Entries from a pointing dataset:
# # #
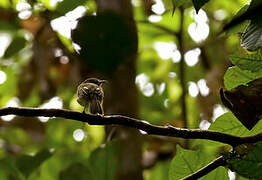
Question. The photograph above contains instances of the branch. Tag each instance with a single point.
(133, 123)
(182, 67)
(220, 161)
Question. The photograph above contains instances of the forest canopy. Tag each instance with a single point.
(182, 96)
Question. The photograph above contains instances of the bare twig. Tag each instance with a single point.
(182, 67)
(220, 161)
(133, 123)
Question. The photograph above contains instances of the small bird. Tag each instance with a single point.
(90, 93)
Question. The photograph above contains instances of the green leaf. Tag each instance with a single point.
(248, 164)
(159, 171)
(198, 4)
(187, 162)
(27, 164)
(251, 62)
(9, 169)
(15, 46)
(235, 77)
(228, 123)
(75, 171)
(102, 163)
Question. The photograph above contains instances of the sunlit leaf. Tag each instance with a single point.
(187, 162)
(198, 4)
(68, 5)
(235, 77)
(251, 62)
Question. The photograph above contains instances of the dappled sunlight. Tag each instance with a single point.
(161, 88)
(218, 111)
(232, 175)
(5, 40)
(167, 50)
(172, 74)
(146, 87)
(204, 124)
(193, 89)
(202, 85)
(55, 102)
(24, 9)
(191, 56)
(154, 18)
(14, 102)
(220, 14)
(64, 24)
(158, 7)
(79, 135)
(199, 29)
(2, 77)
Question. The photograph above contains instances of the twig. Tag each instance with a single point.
(133, 123)
(182, 67)
(220, 161)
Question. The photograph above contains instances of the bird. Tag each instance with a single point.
(90, 94)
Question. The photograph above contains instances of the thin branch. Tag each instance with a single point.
(182, 67)
(158, 26)
(133, 123)
(220, 161)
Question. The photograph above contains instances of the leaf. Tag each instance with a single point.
(251, 62)
(235, 76)
(251, 38)
(9, 169)
(228, 123)
(248, 164)
(15, 46)
(159, 171)
(252, 13)
(245, 102)
(198, 4)
(27, 164)
(102, 163)
(187, 162)
(75, 171)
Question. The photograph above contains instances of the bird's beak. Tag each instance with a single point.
(103, 81)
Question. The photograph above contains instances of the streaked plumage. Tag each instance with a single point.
(90, 94)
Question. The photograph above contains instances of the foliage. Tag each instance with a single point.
(39, 69)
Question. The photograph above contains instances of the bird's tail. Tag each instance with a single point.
(95, 107)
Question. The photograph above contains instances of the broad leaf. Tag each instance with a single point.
(187, 162)
(235, 77)
(251, 62)
(228, 123)
(102, 163)
(248, 163)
# # #
## Requirement
Can you rewrite only the records from the line that contains "Question. The photograph above contains instances of the thin" down through the end of the records, changing every "Tag" to "Mark" and leaving everything else unchanged?

## Answer below
Question. The photograph above contains instances of the thin branch. Mark each instance with a single point.
(182, 67)
(158, 26)
(133, 123)
(220, 161)
Question. The photograph above contains instances of the leaf. Mark each instance with a single point.
(251, 62)
(235, 76)
(251, 38)
(9, 169)
(228, 123)
(248, 164)
(15, 46)
(159, 171)
(252, 13)
(245, 102)
(198, 4)
(27, 164)
(102, 163)
(187, 162)
(75, 171)
Question. The photograph above contains instances of the bird's beak. Mark each instance with a single point.
(103, 81)
Question. The photograph above contains instances of the streaked plumage. Mark each instance with a single point.
(90, 94)
Question. The photograph above contains instances of the foliage. Mark each instance with a single point.
(39, 69)
Question. The photograph above contains instances of the bird's tail. Mark each instance with a single point.
(95, 107)
Question. The photograph above contains instances of the broad leaf. Mark each instance with a single point.
(187, 162)
(235, 77)
(251, 62)
(228, 123)
(102, 163)
(248, 163)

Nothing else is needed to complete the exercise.